*Goal*. Leave out the pictures; transcribe all else exactly.

*Available records*.
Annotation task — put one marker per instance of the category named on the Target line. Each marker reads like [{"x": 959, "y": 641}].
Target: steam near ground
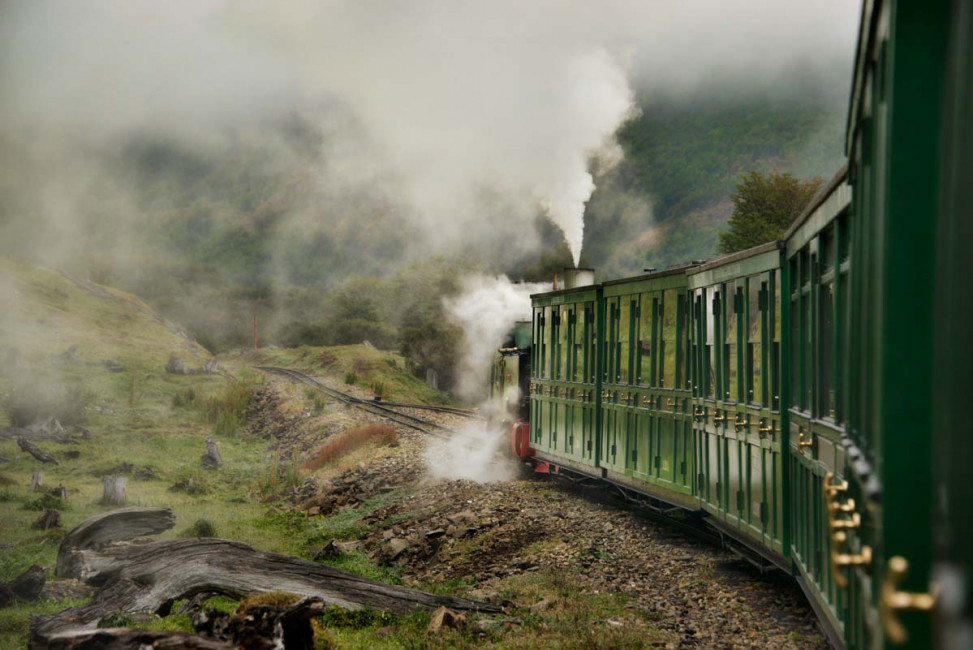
[{"x": 486, "y": 310}]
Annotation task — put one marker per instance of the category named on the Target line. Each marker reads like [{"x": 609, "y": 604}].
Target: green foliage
[
  {"x": 339, "y": 617},
  {"x": 763, "y": 208},
  {"x": 228, "y": 409},
  {"x": 200, "y": 528},
  {"x": 184, "y": 397}
]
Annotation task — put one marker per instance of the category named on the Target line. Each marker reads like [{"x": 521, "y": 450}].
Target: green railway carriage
[
  {"x": 646, "y": 424},
  {"x": 737, "y": 425},
  {"x": 807, "y": 397},
  {"x": 816, "y": 306},
  {"x": 564, "y": 377}
]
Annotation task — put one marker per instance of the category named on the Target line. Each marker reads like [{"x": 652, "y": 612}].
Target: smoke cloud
[
  {"x": 459, "y": 121},
  {"x": 486, "y": 310}
]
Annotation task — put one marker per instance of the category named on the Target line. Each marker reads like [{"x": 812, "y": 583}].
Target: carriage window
[
  {"x": 730, "y": 356},
  {"x": 712, "y": 315},
  {"x": 667, "y": 345},
  {"x": 624, "y": 339},
  {"x": 775, "y": 316},
  {"x": 755, "y": 296},
  {"x": 645, "y": 340}
]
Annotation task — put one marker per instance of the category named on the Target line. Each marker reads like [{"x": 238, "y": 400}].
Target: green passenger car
[
  {"x": 736, "y": 362},
  {"x": 646, "y": 422},
  {"x": 809, "y": 397}
]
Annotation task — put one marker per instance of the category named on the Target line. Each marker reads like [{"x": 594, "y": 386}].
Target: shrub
[
  {"x": 200, "y": 528},
  {"x": 228, "y": 409},
  {"x": 32, "y": 400},
  {"x": 347, "y": 441},
  {"x": 184, "y": 397}
]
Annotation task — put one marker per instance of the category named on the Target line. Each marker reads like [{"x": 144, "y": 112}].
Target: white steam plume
[{"x": 486, "y": 309}]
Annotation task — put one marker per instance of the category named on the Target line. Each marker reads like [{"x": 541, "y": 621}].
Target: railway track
[{"x": 385, "y": 410}]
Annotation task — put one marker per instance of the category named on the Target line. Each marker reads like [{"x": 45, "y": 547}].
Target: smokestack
[{"x": 574, "y": 278}]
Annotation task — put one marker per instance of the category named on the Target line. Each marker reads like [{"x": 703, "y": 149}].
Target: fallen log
[
  {"x": 115, "y": 526},
  {"x": 149, "y": 576},
  {"x": 34, "y": 451}
]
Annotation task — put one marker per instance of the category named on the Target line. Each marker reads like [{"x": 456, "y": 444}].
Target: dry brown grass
[{"x": 343, "y": 443}]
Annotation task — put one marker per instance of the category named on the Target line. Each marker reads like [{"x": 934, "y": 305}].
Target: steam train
[{"x": 805, "y": 397}]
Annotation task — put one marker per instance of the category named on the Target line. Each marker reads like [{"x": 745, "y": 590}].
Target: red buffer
[{"x": 520, "y": 439}]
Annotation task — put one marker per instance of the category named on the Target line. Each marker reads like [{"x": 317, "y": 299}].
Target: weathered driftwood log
[
  {"x": 126, "y": 639},
  {"x": 149, "y": 576},
  {"x": 32, "y": 449},
  {"x": 113, "y": 492},
  {"x": 115, "y": 526},
  {"x": 212, "y": 459}
]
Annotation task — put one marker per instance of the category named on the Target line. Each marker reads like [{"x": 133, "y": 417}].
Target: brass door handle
[
  {"x": 802, "y": 443},
  {"x": 842, "y": 560},
  {"x": 894, "y": 601}
]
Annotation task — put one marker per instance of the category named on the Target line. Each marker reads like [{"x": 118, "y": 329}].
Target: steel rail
[{"x": 425, "y": 426}]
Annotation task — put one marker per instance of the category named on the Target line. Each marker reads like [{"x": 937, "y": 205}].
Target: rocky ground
[{"x": 478, "y": 539}]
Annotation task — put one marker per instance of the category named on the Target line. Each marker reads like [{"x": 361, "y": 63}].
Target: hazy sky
[{"x": 435, "y": 103}]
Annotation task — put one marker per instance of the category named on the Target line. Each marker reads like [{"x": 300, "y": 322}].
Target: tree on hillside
[{"x": 764, "y": 207}]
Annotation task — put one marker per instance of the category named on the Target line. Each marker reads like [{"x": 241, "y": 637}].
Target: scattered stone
[
  {"x": 176, "y": 366},
  {"x": 444, "y": 617},
  {"x": 396, "y": 547},
  {"x": 25, "y": 587},
  {"x": 35, "y": 451},
  {"x": 57, "y": 589},
  {"x": 113, "y": 492},
  {"x": 541, "y": 606}
]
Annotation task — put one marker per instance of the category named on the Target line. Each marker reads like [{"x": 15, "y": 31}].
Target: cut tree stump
[
  {"x": 149, "y": 576},
  {"x": 50, "y": 518},
  {"x": 33, "y": 450},
  {"x": 211, "y": 459},
  {"x": 113, "y": 493}
]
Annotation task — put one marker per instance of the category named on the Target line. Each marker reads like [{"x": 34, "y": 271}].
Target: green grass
[{"x": 364, "y": 366}]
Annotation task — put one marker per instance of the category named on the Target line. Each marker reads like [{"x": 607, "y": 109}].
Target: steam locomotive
[{"x": 805, "y": 397}]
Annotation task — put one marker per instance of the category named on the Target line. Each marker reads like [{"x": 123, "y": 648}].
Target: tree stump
[
  {"x": 114, "y": 490},
  {"x": 50, "y": 518},
  {"x": 211, "y": 459}
]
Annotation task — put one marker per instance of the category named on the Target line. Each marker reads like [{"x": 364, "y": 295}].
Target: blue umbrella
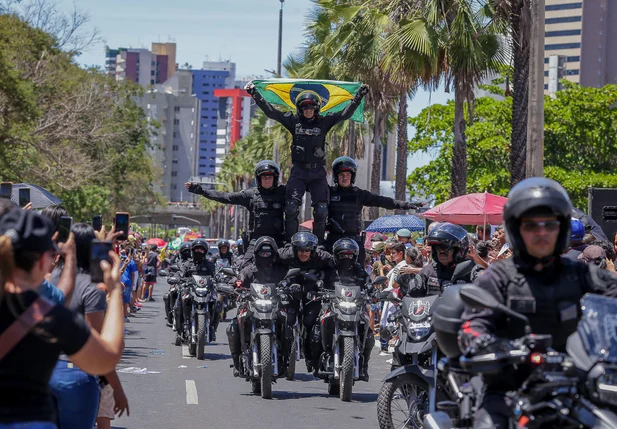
[
  {"x": 395, "y": 222},
  {"x": 39, "y": 197}
]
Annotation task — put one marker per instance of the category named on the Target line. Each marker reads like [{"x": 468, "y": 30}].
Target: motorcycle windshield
[{"x": 598, "y": 327}]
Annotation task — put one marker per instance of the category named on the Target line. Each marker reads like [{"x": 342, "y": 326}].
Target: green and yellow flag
[{"x": 335, "y": 95}]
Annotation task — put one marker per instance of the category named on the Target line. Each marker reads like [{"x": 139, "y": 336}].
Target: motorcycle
[
  {"x": 343, "y": 311},
  {"x": 566, "y": 390},
  {"x": 265, "y": 333},
  {"x": 415, "y": 385}
]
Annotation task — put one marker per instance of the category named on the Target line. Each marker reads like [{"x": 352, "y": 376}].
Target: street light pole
[{"x": 535, "y": 111}]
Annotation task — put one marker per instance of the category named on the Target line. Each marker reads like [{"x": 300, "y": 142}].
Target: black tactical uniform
[
  {"x": 347, "y": 271},
  {"x": 436, "y": 276},
  {"x": 266, "y": 206},
  {"x": 320, "y": 261},
  {"x": 549, "y": 297},
  {"x": 308, "y": 154},
  {"x": 346, "y": 204}
]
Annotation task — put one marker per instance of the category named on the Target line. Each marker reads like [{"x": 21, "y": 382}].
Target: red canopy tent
[{"x": 471, "y": 209}]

*Finished exercise*.
Annotation task — put one marker per instance of the category named on the Target line. Each marker reads like [{"x": 959, "y": 641}].
Target: steam near ground
[{"x": 486, "y": 310}]
Annotation task — put one marker per instance of the category named on the Target line. Each marker reads like [{"x": 609, "y": 604}].
Target: green foliage
[
  {"x": 339, "y": 617},
  {"x": 763, "y": 208},
  {"x": 228, "y": 409},
  {"x": 200, "y": 528},
  {"x": 184, "y": 397}
]
Annotation task — put one marker per instance of the category named on the Target line. Each marker reads like [{"x": 521, "y": 450}].
Target: green railway carriage
[
  {"x": 646, "y": 424},
  {"x": 737, "y": 425},
  {"x": 807, "y": 397},
  {"x": 816, "y": 306},
  {"x": 564, "y": 377}
]
Annotation task — put one marker per instance of the category named on the Target line. Each marker reads like [{"x": 652, "y": 612}].
Target: smoke cloud
[
  {"x": 459, "y": 121},
  {"x": 486, "y": 310}
]
Annotation task — put one marker per instance of the category named on the Target line. Each marker reads like [{"x": 812, "y": 583}].
Target: carriage window
[
  {"x": 730, "y": 356},
  {"x": 712, "y": 315},
  {"x": 667, "y": 345},
  {"x": 624, "y": 339},
  {"x": 775, "y": 316},
  {"x": 755, "y": 296},
  {"x": 645, "y": 340}
]
Annotation task — put one marker per instance of the category named on the Target line. Each marker reads like [{"x": 238, "y": 400}].
Target: green passenger car
[
  {"x": 736, "y": 362},
  {"x": 646, "y": 422},
  {"x": 809, "y": 397}
]
Annotation task — put one marker per instance of the category named on the Target line. Each marker reads like [{"x": 594, "y": 386}].
Target: shrub
[
  {"x": 200, "y": 528},
  {"x": 228, "y": 409},
  {"x": 32, "y": 400},
  {"x": 347, "y": 441},
  {"x": 184, "y": 397}
]
Annotation task — put one marker per instance of the category named on the Target line. Each marker reads like [{"x": 144, "y": 112}].
Target: white steam plume
[{"x": 486, "y": 309}]
Annotation task — put one marker per instance of the category named on the Target line. Each marker reads like [{"x": 541, "y": 621}].
Target: railway track
[{"x": 385, "y": 410}]
Annotation task — put one marker per instance of the category named on the Target line. Each marker reads like [{"x": 45, "y": 547}].
Target: smokestack
[{"x": 574, "y": 278}]
Annotation task — put one marker per instance of the category named on the Target line. Each marker reads like [{"x": 703, "y": 149}].
Target: fallen log
[
  {"x": 115, "y": 526},
  {"x": 149, "y": 576},
  {"x": 34, "y": 451}
]
Annotation task — put one marker per instance of the category named on the Target line. Each marker reads like [{"x": 456, "y": 444}].
Target: dry brown grass
[{"x": 343, "y": 443}]
Annotation task — put one marker per instance of the category named on the Target line. Each marker reads like [{"x": 934, "y": 305}].
Target: steam train
[{"x": 805, "y": 397}]
Annotation task — put one marker per instance of the category named on the Target line. Each marker reads like [{"x": 745, "y": 590}].
Target: red buffer
[{"x": 520, "y": 439}]
Annotation task — put one marker per instance of the category named on the Target line. Each marker reads like [{"x": 317, "y": 299}].
Target: weathered driftwood log
[
  {"x": 126, "y": 639},
  {"x": 149, "y": 576},
  {"x": 32, "y": 449},
  {"x": 113, "y": 492},
  {"x": 115, "y": 526},
  {"x": 212, "y": 459}
]
Annotation task — put one marker per instance of the category named on the Target line. Each marker reads like [{"x": 133, "y": 417}].
Target: brass door handle
[
  {"x": 802, "y": 443},
  {"x": 842, "y": 560},
  {"x": 894, "y": 601}
]
Annotation task — put one marker per instance of the category named on the Target line. Each marker reads like [{"x": 118, "y": 329}].
Target: steel rail
[{"x": 425, "y": 426}]
Annotation task — put one marker per instance of the category named on the Target line. Each marker reads like [{"x": 937, "y": 205}].
Target: rocky ground
[{"x": 478, "y": 539}]
Annotation task — put one marker per instance of the category named on the Target line. Each marker reads like [{"x": 361, "y": 63}].
Target: hazy sky
[{"x": 435, "y": 103}]
Annotation task — put one marker per instance of the category named on the Target line. Each marker reads like [{"x": 300, "y": 322}].
Target: tree on hillside
[{"x": 764, "y": 207}]
Annotation task — put one marker per instance of the category named on the Target line. Each marker reads like [{"x": 241, "y": 637}].
Target: scattered stone
[
  {"x": 176, "y": 366},
  {"x": 444, "y": 617},
  {"x": 396, "y": 547},
  {"x": 25, "y": 587},
  {"x": 35, "y": 451},
  {"x": 57, "y": 589},
  {"x": 113, "y": 492},
  {"x": 541, "y": 606}
]
Annotation task — put one marker per instance of the category named on the Target line. Each marker reads like [{"x": 15, "y": 31}].
Target: cut tree stump
[
  {"x": 149, "y": 576},
  {"x": 50, "y": 518},
  {"x": 33, "y": 450},
  {"x": 211, "y": 459},
  {"x": 113, "y": 493}
]
Annotation task — put one marker per instance of the category named on the Target line. Each marker reads like [{"x": 34, "y": 271}].
Target: green grass
[{"x": 364, "y": 366}]
Annotation task — put one marker per instance of the category named on the Target line. Each marker reads like [{"x": 607, "y": 109}].
Target: steam locomotive
[{"x": 805, "y": 397}]
Annotation task — put one marker per instance of the category named on the Target line. Each marker reads like [{"x": 123, "y": 648}].
Target: tree stump
[
  {"x": 114, "y": 490},
  {"x": 50, "y": 518},
  {"x": 211, "y": 459}
]
Annotation task — put one marker per instance of the category named on the Target line. Each marker reads like [{"x": 364, "y": 295}].
Target: blue umbrella
[
  {"x": 395, "y": 222},
  {"x": 39, "y": 197}
]
Annotation task — put one marker per instance of the category named on the Target line. Each marker reads like [{"x": 468, "y": 30}].
Target: motorcycle windshield
[{"x": 598, "y": 327}]
Annotation task — put one marker per instance of the category named on the Target line. Each marker reads like [{"x": 342, "y": 326}].
Target: green and yellow flag
[{"x": 335, "y": 95}]
Annotation task — put one marker per instance of the category named on the Target line. Each marker reads like [{"x": 139, "y": 336}].
Target: motorcycle
[
  {"x": 343, "y": 311},
  {"x": 566, "y": 390},
  {"x": 265, "y": 333},
  {"x": 415, "y": 385}
]
Annotation task — put one marker per instance of the category named on the Target line. Each marker reads like [{"x": 352, "y": 376}].
Target: street light pole
[{"x": 535, "y": 111}]
Annotation task — put one marker per instance of the category named on the Target line. Each marker reads like [{"x": 300, "y": 142}].
Target: black tactical uniform
[
  {"x": 347, "y": 271},
  {"x": 436, "y": 276},
  {"x": 266, "y": 206},
  {"x": 320, "y": 261},
  {"x": 549, "y": 297},
  {"x": 308, "y": 154},
  {"x": 346, "y": 204}
]
Annotation task — put one marker per instance of the category named on the Target line. Each marker reads like [{"x": 21, "y": 382}].
Target: red canopy tent
[{"x": 471, "y": 209}]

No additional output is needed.